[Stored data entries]
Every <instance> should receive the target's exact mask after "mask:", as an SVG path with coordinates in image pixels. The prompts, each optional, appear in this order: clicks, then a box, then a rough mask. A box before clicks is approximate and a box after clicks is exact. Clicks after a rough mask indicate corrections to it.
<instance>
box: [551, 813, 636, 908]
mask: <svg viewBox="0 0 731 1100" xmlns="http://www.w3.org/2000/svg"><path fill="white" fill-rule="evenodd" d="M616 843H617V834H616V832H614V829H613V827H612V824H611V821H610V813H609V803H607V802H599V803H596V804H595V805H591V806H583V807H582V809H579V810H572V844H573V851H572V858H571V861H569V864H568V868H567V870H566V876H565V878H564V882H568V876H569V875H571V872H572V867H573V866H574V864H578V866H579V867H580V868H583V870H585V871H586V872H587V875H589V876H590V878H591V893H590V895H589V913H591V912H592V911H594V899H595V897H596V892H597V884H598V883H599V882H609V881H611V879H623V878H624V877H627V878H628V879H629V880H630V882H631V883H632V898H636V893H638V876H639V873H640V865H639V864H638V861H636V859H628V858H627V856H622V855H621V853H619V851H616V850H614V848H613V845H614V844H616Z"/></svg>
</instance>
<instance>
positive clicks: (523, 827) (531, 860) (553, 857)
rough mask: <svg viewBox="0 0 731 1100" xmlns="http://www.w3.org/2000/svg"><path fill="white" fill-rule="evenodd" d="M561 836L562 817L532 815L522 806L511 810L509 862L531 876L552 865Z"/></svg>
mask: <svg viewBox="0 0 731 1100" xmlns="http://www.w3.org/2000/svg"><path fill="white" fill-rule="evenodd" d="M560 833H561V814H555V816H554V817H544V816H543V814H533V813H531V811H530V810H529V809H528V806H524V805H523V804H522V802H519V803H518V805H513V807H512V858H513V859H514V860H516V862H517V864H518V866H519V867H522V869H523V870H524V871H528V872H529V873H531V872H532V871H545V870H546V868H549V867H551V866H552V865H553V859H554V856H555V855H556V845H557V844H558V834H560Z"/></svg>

◆ REQUIRED ACTION
Please give all the lines above again, exactly as they read.

◆ EXERCISE RESPONSE
Every <instance> should receive the target's exact mask after "mask:", as an SVG path with coordinates in image pixels. The prompts, each optional, appear in this order: clicks, then a box, then a rough mask. A box before clicks is approximate and a box after clicks is exact. Clicks after a rough mask indicate corrections to it.
<instance>
box: [551, 813, 636, 908]
mask: <svg viewBox="0 0 731 1100" xmlns="http://www.w3.org/2000/svg"><path fill="white" fill-rule="evenodd" d="M616 843H617V834H616V832H614V829H613V827H612V824H611V821H610V813H609V803H607V802H599V803H596V804H595V805H591V806H583V807H582V809H579V810H572V844H573V851H572V858H571V861H569V864H568V868H567V870H566V876H565V878H564V882H568V876H569V875H571V872H572V867H573V866H574V864H578V866H579V867H580V868H583V870H585V871H586V872H587V875H589V876H590V878H591V893H590V895H589V913H591V912H592V911H594V899H595V897H596V892H597V884H598V883H599V882H609V881H611V879H623V878H624V877H627V878H628V879H629V880H630V882H631V883H632V898H636V893H638V876H639V873H640V865H639V864H638V861H636V859H628V858H627V856H622V855H621V853H619V851H616V850H614V848H613V845H614V844H616Z"/></svg>
</instance>
<instance>
positive clicks: (523, 827) (531, 860) (553, 857)
rough mask: <svg viewBox="0 0 731 1100" xmlns="http://www.w3.org/2000/svg"><path fill="white" fill-rule="evenodd" d="M561 836L562 817L532 815L522 806L511 810L509 862L531 876L552 865Z"/></svg>
mask: <svg viewBox="0 0 731 1100" xmlns="http://www.w3.org/2000/svg"><path fill="white" fill-rule="evenodd" d="M560 833H561V814H555V816H554V817H544V816H543V814H533V813H531V811H530V810H529V809H528V806H524V805H523V804H522V802H519V803H518V805H513V807H512V858H513V859H514V860H516V862H517V864H518V866H519V867H522V869H523V870H524V871H528V872H529V873H531V872H532V871H545V870H546V868H549V867H551V866H552V865H553V859H554V856H555V855H556V845H557V844H558V834H560Z"/></svg>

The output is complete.